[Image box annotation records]
━━━━━━━━━━━━━━━━━━━━━━━━━━━━━━

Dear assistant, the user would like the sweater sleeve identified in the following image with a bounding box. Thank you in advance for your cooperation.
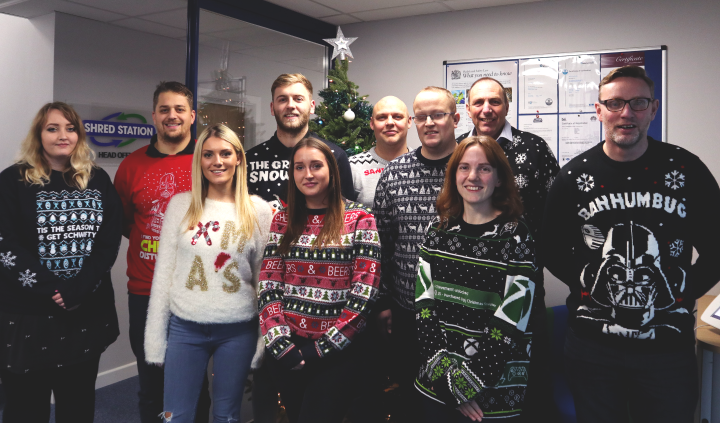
[59,168,122,308]
[115,160,135,242]
[373,167,398,312]
[258,210,302,369]
[250,197,273,370]
[337,146,357,201]
[145,194,189,364]
[537,170,580,286]
[302,209,380,359]
[415,222,457,398]
[0,166,62,298]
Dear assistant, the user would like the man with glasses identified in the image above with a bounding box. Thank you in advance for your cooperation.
[540,66,720,423]
[373,87,460,423]
[457,77,560,420]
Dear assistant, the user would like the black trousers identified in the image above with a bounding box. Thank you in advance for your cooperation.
[128,294,210,423]
[0,355,100,423]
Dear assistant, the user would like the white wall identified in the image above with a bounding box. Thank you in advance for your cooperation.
[343,0,720,306]
[0,14,55,169]
[54,13,185,387]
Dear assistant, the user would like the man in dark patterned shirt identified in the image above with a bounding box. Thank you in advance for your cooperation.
[457,77,560,421]
[373,87,460,423]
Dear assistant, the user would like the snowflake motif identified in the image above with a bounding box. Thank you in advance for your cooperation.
[515,174,528,188]
[545,176,555,191]
[575,173,595,192]
[0,251,17,269]
[18,269,37,286]
[670,239,684,257]
[665,170,685,189]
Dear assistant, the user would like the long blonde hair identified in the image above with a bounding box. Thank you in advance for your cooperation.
[16,101,96,190]
[184,123,260,239]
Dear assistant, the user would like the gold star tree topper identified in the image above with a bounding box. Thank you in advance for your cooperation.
[323,27,357,60]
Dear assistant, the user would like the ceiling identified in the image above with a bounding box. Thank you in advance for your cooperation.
[0,0,542,71]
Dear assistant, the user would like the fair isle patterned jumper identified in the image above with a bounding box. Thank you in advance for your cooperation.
[258,202,380,369]
[415,217,538,420]
[373,148,450,312]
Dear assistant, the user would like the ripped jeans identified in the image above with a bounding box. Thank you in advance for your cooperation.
[163,315,258,423]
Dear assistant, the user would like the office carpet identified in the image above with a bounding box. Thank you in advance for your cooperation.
[0,376,140,423]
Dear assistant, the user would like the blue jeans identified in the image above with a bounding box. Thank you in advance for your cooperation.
[163,316,258,423]
[565,330,698,423]
[128,293,210,423]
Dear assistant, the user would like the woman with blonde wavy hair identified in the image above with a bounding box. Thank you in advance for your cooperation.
[145,124,272,423]
[0,102,122,423]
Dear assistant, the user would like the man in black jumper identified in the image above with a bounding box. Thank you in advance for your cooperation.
[246,73,356,210]
[373,87,460,423]
[540,66,720,423]
[457,77,560,421]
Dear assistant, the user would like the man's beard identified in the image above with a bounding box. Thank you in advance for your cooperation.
[158,124,190,144]
[275,112,310,134]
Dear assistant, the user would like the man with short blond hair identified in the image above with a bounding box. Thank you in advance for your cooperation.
[246,73,355,210]
[540,66,720,423]
[350,96,412,207]
[373,87,460,423]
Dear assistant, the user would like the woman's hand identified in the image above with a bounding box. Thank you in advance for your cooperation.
[458,400,483,422]
[53,291,80,311]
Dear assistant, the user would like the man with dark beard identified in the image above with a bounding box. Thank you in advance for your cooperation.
[115,81,210,423]
[247,73,356,209]
[245,73,356,423]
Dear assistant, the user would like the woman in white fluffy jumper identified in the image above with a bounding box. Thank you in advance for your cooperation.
[145,124,272,423]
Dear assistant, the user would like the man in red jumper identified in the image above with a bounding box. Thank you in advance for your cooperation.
[115,82,209,423]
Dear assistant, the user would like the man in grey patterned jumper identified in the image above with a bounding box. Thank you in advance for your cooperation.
[373,87,460,422]
[350,96,412,207]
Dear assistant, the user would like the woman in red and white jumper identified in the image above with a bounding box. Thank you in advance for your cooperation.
[258,138,380,423]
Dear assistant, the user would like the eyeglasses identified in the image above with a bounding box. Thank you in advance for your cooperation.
[598,97,652,112]
[413,113,452,125]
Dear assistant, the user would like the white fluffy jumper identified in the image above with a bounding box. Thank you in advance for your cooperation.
[145,193,272,369]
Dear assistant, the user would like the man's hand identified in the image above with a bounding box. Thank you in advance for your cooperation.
[458,400,483,422]
[377,309,392,339]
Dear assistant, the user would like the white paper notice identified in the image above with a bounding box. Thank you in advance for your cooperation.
[518,115,558,157]
[559,114,601,166]
[445,60,518,136]
[558,54,600,113]
[520,57,558,113]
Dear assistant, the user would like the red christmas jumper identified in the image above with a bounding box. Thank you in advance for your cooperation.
[258,202,380,368]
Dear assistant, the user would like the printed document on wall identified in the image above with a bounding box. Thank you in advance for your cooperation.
[517,115,558,157]
[558,54,600,113]
[558,114,601,166]
[519,57,558,113]
[445,60,518,136]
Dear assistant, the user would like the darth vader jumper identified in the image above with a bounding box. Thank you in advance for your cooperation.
[542,138,720,352]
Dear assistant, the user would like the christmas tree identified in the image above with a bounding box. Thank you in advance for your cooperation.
[310,59,375,156]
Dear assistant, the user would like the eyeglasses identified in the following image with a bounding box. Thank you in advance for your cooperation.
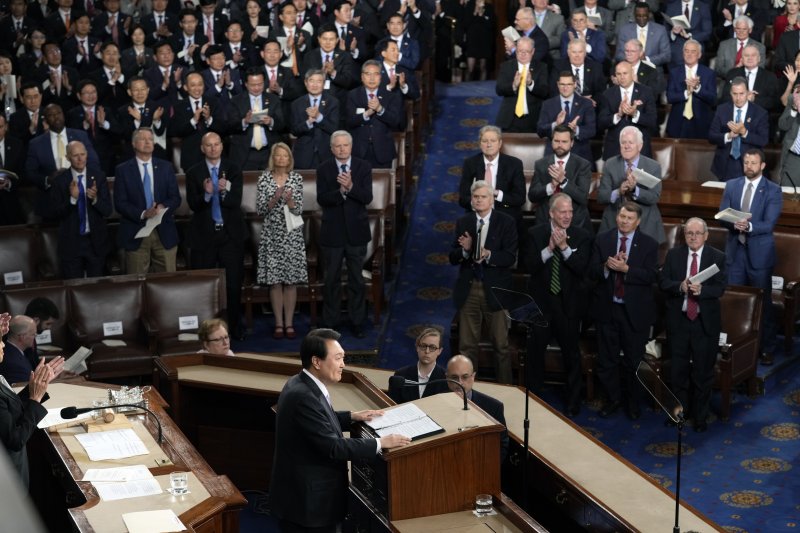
[417,344,439,352]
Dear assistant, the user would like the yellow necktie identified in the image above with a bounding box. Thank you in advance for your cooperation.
[514,67,528,118]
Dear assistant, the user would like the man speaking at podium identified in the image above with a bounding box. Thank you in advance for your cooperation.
[269,329,411,533]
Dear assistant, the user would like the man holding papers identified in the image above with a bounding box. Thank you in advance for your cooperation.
[659,218,727,433]
[719,148,783,365]
[597,126,666,243]
[269,329,411,533]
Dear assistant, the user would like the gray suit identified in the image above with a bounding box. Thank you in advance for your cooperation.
[772,99,800,187]
[616,20,672,66]
[714,37,767,79]
[597,155,667,244]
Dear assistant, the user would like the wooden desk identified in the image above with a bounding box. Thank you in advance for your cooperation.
[31,382,247,533]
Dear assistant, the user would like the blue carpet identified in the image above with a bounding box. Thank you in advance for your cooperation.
[239,82,800,533]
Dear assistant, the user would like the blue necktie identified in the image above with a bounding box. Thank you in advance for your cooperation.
[142,163,153,209]
[731,109,742,159]
[78,174,89,235]
[211,167,222,224]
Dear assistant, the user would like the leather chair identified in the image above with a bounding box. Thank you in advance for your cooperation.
[142,269,227,355]
[67,275,153,380]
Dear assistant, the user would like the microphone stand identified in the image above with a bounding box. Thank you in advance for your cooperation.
[61,403,163,444]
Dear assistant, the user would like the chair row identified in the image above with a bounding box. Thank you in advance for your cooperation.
[0,269,227,380]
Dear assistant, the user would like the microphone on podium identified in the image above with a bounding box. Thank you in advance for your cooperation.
[389,376,469,411]
[60,403,162,444]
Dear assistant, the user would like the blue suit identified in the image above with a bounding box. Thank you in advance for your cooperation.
[536,94,597,161]
[719,175,783,353]
[114,158,181,251]
[667,64,717,139]
[665,0,714,66]
[708,102,769,181]
[25,128,100,219]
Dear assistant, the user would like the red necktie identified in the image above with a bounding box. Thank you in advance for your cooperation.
[686,252,700,320]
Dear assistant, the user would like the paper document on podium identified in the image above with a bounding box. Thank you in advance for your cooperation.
[364,403,444,440]
[689,264,719,283]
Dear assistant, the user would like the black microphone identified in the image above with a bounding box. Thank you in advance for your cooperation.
[60,403,162,444]
[389,376,469,411]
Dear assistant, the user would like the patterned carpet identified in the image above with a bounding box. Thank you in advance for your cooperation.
[235,82,800,533]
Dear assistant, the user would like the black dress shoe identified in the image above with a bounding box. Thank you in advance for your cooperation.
[599,402,619,418]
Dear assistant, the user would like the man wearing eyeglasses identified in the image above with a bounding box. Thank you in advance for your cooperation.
[389,328,447,403]
[447,355,508,464]
[659,218,728,432]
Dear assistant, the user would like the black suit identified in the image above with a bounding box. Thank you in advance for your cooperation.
[495,59,550,133]
[186,158,247,336]
[389,363,450,403]
[659,245,727,423]
[528,153,594,235]
[525,220,592,411]
[344,87,405,168]
[589,228,658,412]
[270,372,377,530]
[458,153,525,220]
[597,82,658,160]
[50,167,113,279]
[317,157,372,328]
[290,91,340,168]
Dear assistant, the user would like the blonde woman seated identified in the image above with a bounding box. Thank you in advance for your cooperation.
[256,143,308,339]
[197,318,235,355]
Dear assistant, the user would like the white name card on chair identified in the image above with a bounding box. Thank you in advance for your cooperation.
[103,321,122,337]
[3,270,25,285]
[178,315,200,331]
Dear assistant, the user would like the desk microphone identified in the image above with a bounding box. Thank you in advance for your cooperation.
[388,376,469,416]
[60,403,166,444]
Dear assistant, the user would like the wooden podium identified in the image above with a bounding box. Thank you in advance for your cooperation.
[352,394,503,521]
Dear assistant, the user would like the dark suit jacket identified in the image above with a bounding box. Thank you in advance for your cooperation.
[658,243,728,339]
[0,376,47,486]
[537,92,597,161]
[597,82,658,159]
[290,91,340,168]
[50,166,113,259]
[389,363,450,403]
[114,158,181,251]
[495,59,550,133]
[270,372,377,528]
[708,102,769,181]
[450,209,517,311]
[345,87,405,167]
[186,158,247,250]
[525,219,592,320]
[458,153,525,218]
[471,389,508,464]
[528,151,594,234]
[719,176,783,269]
[550,56,608,101]
[317,156,372,248]
[589,228,658,331]
[667,64,717,139]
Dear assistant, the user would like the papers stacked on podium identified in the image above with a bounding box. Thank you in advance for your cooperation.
[364,403,444,440]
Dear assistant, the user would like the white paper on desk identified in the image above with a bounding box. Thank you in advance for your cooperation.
[714,207,752,224]
[633,168,661,189]
[689,263,719,283]
[92,476,164,500]
[64,346,92,372]
[364,403,428,430]
[36,407,92,429]
[501,26,520,43]
[122,509,186,533]
[133,207,169,239]
[81,465,153,483]
[75,428,149,461]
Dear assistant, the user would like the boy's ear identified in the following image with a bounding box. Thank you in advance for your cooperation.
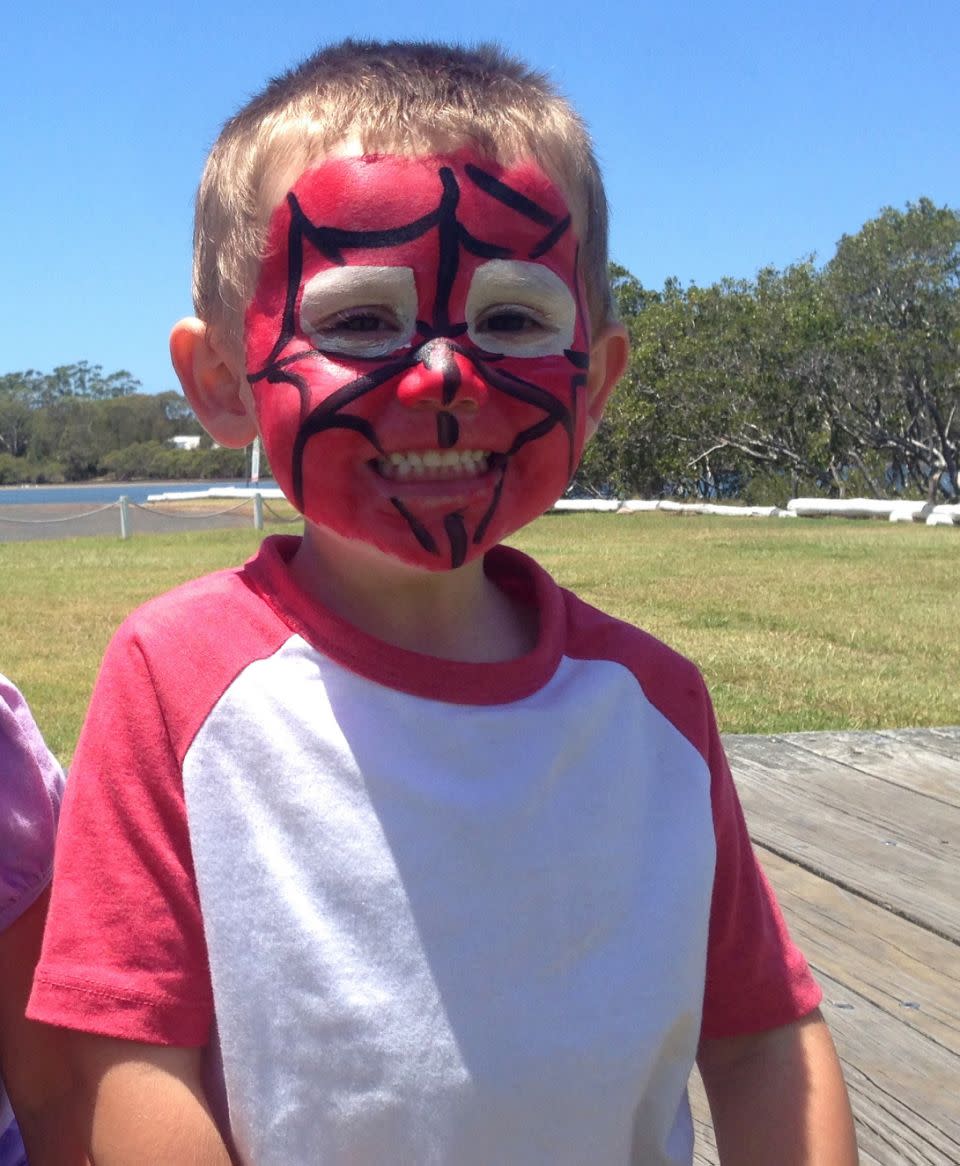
[586,324,630,441]
[170,316,257,449]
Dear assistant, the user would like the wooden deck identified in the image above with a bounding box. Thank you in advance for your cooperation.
[693,729,960,1166]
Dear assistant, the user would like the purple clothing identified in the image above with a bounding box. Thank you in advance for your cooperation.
[0,675,63,1166]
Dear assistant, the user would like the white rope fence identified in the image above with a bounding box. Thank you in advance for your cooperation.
[0,486,960,539]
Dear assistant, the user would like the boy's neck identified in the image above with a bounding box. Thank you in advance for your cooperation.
[290,522,537,663]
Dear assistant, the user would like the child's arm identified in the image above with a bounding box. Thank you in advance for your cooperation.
[698,1010,857,1166]
[71,1032,231,1166]
[0,891,86,1166]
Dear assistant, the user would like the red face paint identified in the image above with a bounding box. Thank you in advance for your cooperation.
[246,152,589,570]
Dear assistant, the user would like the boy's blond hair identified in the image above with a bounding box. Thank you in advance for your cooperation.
[194,41,612,342]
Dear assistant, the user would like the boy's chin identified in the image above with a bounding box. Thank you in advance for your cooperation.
[304,513,537,575]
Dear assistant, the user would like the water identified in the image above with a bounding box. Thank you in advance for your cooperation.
[0,479,276,506]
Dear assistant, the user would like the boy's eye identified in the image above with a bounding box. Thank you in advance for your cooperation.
[313,307,400,336]
[476,307,544,332]
[465,259,576,357]
[300,267,416,357]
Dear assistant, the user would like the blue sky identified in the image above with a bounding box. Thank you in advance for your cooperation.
[0,0,960,392]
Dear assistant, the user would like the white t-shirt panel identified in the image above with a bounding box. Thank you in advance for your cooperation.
[29,538,819,1166]
[183,637,714,1164]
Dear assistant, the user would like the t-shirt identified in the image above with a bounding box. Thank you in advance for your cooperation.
[31,539,819,1166]
[0,675,63,1166]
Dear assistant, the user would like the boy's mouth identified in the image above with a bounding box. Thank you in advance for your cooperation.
[370,449,493,482]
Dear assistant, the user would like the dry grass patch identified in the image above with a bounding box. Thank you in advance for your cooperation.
[0,513,960,761]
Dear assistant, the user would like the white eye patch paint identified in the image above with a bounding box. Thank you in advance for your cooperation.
[467,259,576,357]
[300,267,416,357]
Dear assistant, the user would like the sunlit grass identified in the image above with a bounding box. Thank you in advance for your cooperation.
[0,511,960,761]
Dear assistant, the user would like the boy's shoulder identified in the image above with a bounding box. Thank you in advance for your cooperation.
[100,539,292,691]
[555,573,715,754]
[118,536,296,641]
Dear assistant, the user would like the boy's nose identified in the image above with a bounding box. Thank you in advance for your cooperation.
[397,339,488,413]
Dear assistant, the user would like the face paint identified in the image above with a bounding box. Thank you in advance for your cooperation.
[246,152,589,570]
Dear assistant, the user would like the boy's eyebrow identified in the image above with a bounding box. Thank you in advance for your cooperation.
[464,162,558,226]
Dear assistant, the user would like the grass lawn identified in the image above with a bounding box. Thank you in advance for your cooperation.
[0,512,960,763]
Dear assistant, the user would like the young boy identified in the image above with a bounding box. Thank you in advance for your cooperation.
[31,42,855,1166]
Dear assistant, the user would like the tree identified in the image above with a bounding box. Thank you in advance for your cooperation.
[825,198,960,500]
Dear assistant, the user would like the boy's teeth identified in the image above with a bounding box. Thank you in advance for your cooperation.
[377,449,490,480]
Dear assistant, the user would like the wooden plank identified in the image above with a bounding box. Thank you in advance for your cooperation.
[691,850,960,1166]
[780,731,960,807]
[724,736,960,942]
[820,975,960,1166]
[881,726,960,761]
[757,849,960,1054]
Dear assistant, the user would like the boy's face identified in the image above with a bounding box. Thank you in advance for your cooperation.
[245,150,590,570]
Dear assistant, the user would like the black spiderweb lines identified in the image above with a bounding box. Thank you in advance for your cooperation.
[247,163,588,567]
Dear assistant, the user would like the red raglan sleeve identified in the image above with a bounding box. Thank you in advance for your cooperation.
[701,688,822,1038]
[28,620,212,1046]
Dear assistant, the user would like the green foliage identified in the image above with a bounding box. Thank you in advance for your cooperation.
[574,199,960,500]
[0,361,239,485]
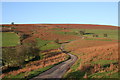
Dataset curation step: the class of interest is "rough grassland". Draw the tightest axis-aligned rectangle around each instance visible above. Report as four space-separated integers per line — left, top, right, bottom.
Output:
64 40 118 78
0 32 20 47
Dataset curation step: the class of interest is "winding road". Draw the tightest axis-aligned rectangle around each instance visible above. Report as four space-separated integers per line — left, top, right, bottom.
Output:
30 46 77 80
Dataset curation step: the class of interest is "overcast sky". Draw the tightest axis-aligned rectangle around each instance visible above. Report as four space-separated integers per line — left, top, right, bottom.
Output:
2 2 118 26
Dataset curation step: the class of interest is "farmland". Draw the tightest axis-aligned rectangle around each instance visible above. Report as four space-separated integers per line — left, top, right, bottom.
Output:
0 32 20 47
65 40 118 78
1 24 119 79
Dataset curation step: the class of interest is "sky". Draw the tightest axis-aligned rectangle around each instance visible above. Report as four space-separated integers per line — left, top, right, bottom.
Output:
2 2 118 26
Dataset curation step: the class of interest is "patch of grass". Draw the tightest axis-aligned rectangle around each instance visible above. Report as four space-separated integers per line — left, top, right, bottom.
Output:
54 31 78 35
52 28 63 30
27 65 54 79
88 71 119 78
71 29 118 40
85 38 112 41
91 60 117 65
36 38 51 47
0 32 20 47
40 43 60 50
2 55 70 80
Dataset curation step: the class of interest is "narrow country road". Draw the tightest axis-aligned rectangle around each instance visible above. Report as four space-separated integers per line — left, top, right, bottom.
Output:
30 46 77 80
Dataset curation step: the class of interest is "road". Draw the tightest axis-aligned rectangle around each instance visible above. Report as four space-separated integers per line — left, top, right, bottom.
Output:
30 44 77 80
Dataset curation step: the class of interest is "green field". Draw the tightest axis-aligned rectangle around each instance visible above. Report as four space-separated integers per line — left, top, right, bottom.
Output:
0 32 20 47
36 38 60 51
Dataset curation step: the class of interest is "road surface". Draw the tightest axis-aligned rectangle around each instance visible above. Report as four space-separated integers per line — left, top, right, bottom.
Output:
30 44 77 80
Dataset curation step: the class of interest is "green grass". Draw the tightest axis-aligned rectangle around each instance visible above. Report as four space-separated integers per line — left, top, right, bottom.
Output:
2 53 70 80
3 65 53 80
40 43 60 50
36 38 60 50
71 29 118 39
54 30 78 35
88 71 119 78
36 38 51 47
91 60 117 65
85 38 112 41
0 32 20 47
52 28 63 30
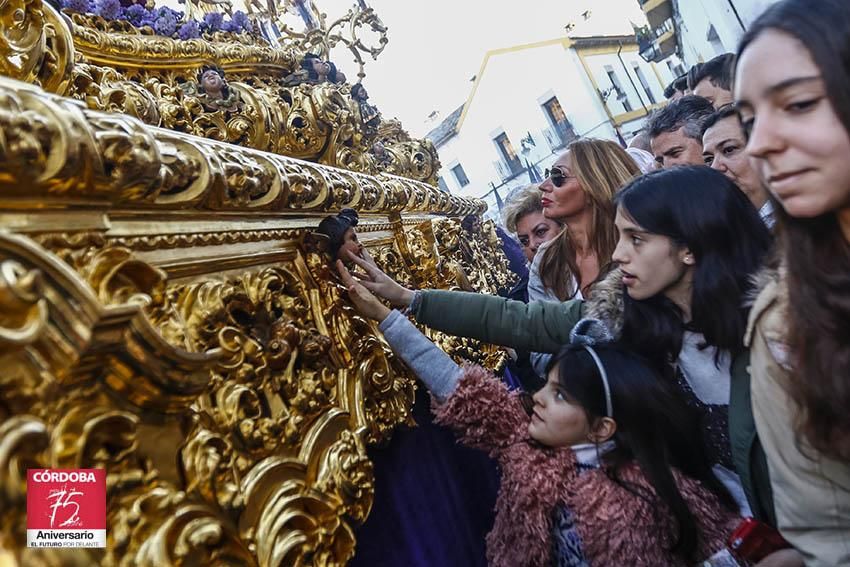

━━━━━━━━━━━━━━━━━━━━━━━━━━━━━━

**Written problem**
Please repeat the stretch of the records above from the line containing "Dear assistant, the user would like the man with glasses" through the line containing "[457,77,560,420]", character for character, with no other lines.

**Task output**
Dear assistant, the user would like the man with glasses identified in the image above with a bounding box. Thank you in advance for your cooperation.
[540,66,720,423]
[373,87,460,423]
[457,77,560,420]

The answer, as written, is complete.